# WHAT IS REQUIRED
Quote the following lines word for word, without any changes.

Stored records
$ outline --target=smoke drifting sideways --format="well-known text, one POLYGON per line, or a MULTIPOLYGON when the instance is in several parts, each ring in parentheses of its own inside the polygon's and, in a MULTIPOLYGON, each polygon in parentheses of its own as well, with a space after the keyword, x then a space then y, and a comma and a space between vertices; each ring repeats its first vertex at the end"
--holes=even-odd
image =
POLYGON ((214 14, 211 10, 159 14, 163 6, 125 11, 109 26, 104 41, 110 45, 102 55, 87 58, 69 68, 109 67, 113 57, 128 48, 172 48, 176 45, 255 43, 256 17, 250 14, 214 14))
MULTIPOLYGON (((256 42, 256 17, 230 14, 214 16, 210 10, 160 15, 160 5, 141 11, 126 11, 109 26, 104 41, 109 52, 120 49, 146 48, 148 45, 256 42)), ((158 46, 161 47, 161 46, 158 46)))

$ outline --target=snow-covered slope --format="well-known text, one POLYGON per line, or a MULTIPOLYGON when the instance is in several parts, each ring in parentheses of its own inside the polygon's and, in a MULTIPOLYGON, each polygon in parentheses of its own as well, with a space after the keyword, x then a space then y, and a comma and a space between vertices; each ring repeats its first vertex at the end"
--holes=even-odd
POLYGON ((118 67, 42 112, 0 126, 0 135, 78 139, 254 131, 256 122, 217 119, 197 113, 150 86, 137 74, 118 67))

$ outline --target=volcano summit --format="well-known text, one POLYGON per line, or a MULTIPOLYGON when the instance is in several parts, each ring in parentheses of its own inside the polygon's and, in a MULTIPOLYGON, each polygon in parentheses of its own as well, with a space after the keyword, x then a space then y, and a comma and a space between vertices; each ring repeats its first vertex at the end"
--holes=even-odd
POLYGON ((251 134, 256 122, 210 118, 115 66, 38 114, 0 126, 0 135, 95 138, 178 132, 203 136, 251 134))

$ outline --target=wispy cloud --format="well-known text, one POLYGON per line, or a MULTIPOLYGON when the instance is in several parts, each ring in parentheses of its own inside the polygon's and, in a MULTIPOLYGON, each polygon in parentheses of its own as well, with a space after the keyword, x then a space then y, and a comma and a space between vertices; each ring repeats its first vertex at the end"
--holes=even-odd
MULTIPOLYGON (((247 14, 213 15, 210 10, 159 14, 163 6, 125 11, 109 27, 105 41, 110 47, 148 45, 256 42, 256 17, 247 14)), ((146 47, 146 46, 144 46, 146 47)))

# SOLUTION TO THE EXERCISE
$ outline --target=smoke drifting sideways --format="well-known text, one POLYGON per line, or a MULTIPOLYGON when the instance is in several parts, each ring in parentheses of its own inside the polygon's and, in a MULTIPOLYGON, each polygon in parentheses of its own as well, with a space after the keyword, x then a space then y, and a comma and a space between vertices; each ring repeats its first vertex at the end"
--holes=even-odd
image =
POLYGON ((214 14, 211 10, 159 14, 163 6, 125 11, 109 26, 104 41, 110 45, 102 55, 87 58, 69 68, 109 67, 113 57, 128 48, 172 48, 176 45, 255 43, 256 17, 250 14, 214 14))
MULTIPOLYGON (((256 42, 256 17, 230 14, 214 16, 210 10, 160 15, 160 5, 141 11, 126 11, 109 26, 104 41, 109 52, 120 49, 146 48, 148 45, 256 42)), ((158 46, 161 47, 161 46, 158 46)))

$ outline --target=snow-covered slope --format="well-known text, one POLYGON per line, or a MULTIPOLYGON when the instance is in several parts, each ring in parentheses of its own inside the polygon's and, in a MULTIPOLYGON, each polygon in parentheses of its own as well, with a space after the keyword, x then a space then y, and a comma and a space between vertices; each ring repeats its first vertex at the end"
--holes=even-odd
POLYGON ((118 67, 42 112, 0 126, 0 135, 78 139, 254 131, 256 122, 217 119, 197 113, 150 86, 137 74, 118 67))

$ outline --target=volcano summit --format="well-known text, one POLYGON per line, or a MULTIPOLYGON when the instance is in several parts, each ring in parentheses of its own inside the polygon's and, in a MULTIPOLYGON, each polygon in parentheses of its own as well, with a space after the keyword, x then a space then y, and a comma and a space between vertices; each ring repeats its first vertex at the end"
--holes=even-odd
POLYGON ((251 134, 256 122, 210 118, 115 66, 38 114, 0 126, 0 135, 95 138, 178 132, 203 136, 251 134))

$ outline --target=wispy cloud --format="well-known text, one POLYGON per line, or a MULTIPOLYGON when the instance is in several parts, each ring in parentheses of its own inside the polygon's and, in a MULTIPOLYGON, each polygon in parentheses of its own as well, with a space after the keyword, x then a space then y, and a comma and a space between vertices; each ring repeats its first vertex at the end"
--holes=even-odd
MULTIPOLYGON (((247 14, 213 15, 210 10, 159 14, 163 6, 125 11, 109 27, 105 41, 110 47, 148 45, 256 42, 256 17, 247 14)), ((146 47, 146 46, 144 46, 146 47)))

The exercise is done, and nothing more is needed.